> [STATED PROBLEM]: Rescale everything from the line containing "In this exercise you will annotate each instance of the grass" down to the end of the items below, and give only those lines, requests included. Multiply each coordinate in the answers by 2 and round to whole numbers, with halves rounded up.

> [DATA FOR THE TASK]:
#####
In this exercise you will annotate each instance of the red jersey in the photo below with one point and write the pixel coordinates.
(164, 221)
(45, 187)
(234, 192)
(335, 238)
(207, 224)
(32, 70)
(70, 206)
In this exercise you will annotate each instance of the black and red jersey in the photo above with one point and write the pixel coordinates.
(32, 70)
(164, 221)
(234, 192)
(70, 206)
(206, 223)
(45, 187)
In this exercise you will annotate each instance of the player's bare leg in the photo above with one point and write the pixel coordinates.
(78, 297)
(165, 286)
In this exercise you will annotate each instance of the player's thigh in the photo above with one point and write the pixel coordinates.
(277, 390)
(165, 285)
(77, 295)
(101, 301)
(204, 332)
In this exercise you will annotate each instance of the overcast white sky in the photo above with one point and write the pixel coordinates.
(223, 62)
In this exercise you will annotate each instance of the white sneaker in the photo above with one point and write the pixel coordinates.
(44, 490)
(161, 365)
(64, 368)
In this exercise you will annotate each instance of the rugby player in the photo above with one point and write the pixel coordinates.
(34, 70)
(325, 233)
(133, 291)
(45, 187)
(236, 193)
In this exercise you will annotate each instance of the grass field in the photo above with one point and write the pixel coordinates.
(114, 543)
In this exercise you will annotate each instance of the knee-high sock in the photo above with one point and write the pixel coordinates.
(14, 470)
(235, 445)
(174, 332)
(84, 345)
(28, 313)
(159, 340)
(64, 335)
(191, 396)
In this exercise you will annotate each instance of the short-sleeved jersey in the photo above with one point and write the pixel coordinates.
#####
> [COMPLETE OUTPUT]:
In this exercise you will annotate each instance of the grass field in the photo above with one point and write the pixel coordinates.
(228, 1086)
In this exercise you will annotate each instance of the knee-high sock in the photo above with one point and write the pixel coordinates.
(28, 940)
(470, 890)
(348, 664)
(168, 690)
(56, 626)
(318, 680)
(128, 670)
(382, 792)
In this exercise you will annotate each instance of the short-sleeved jersey in the photo above with one point and write the pixel coordinates.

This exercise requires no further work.